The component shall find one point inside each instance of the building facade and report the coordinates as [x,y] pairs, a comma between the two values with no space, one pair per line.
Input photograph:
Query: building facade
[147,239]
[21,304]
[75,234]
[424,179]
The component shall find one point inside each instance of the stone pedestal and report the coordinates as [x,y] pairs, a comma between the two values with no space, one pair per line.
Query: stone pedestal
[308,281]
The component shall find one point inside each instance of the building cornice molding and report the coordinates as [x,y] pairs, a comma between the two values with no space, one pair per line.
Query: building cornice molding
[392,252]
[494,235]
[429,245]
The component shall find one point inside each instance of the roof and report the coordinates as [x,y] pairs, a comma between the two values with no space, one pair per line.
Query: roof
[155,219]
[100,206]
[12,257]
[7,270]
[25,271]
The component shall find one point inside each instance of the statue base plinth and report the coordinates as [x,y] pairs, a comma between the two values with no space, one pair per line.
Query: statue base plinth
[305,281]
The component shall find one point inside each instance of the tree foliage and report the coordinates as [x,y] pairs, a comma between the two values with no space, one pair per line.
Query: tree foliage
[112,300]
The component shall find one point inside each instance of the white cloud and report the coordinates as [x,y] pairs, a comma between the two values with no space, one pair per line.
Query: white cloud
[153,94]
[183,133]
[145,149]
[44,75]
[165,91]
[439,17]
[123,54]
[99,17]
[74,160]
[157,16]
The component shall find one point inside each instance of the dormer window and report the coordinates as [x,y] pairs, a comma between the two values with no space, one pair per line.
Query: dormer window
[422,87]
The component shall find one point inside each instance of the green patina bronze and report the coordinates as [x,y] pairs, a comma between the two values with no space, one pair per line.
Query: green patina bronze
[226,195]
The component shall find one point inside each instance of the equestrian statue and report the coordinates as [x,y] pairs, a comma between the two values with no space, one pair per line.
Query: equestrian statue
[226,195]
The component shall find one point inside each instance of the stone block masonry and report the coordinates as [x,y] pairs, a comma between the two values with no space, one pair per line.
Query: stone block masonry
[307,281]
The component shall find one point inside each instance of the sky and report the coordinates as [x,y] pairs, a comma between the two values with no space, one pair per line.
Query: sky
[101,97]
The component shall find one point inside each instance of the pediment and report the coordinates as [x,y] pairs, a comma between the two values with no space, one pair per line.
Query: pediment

=-=-=

Work to do: Copy only the stretch running from the line containing "of the green" to the final line of the entries, both ends included, exactly as it stands.

Answer to this problem:
The component shall find one point inside each instance of the green patina bronze and report the coordinates as [x,y] pairs, a comma between the two values with no space, one pair per line.
Query: green patina bronze
[226,195]
The component shall find one point inside each instance of the equestrian statue and report the coordinates as [x,y] pairs, a comma between the two values with no space, one pair per line.
Query: equestrian statue
[226,195]
The component shall find one point inside each instance of the stone block masonry and report the coordinates as [x,y] pairs, a comma between the two values with no space, one pair per line.
Query: stone block masonry
[307,281]
The component shall find one point inside each instance of the sky and report the coordinates as [x,y] pairs, a comma between the two values with no space, one pair per line.
Query: sky
[101,97]
The component shall find one point inside each instance of the pediment and report the coordinates as [x,y] pairs, a comma between the two values with no space, one pair per line.
Query: pediment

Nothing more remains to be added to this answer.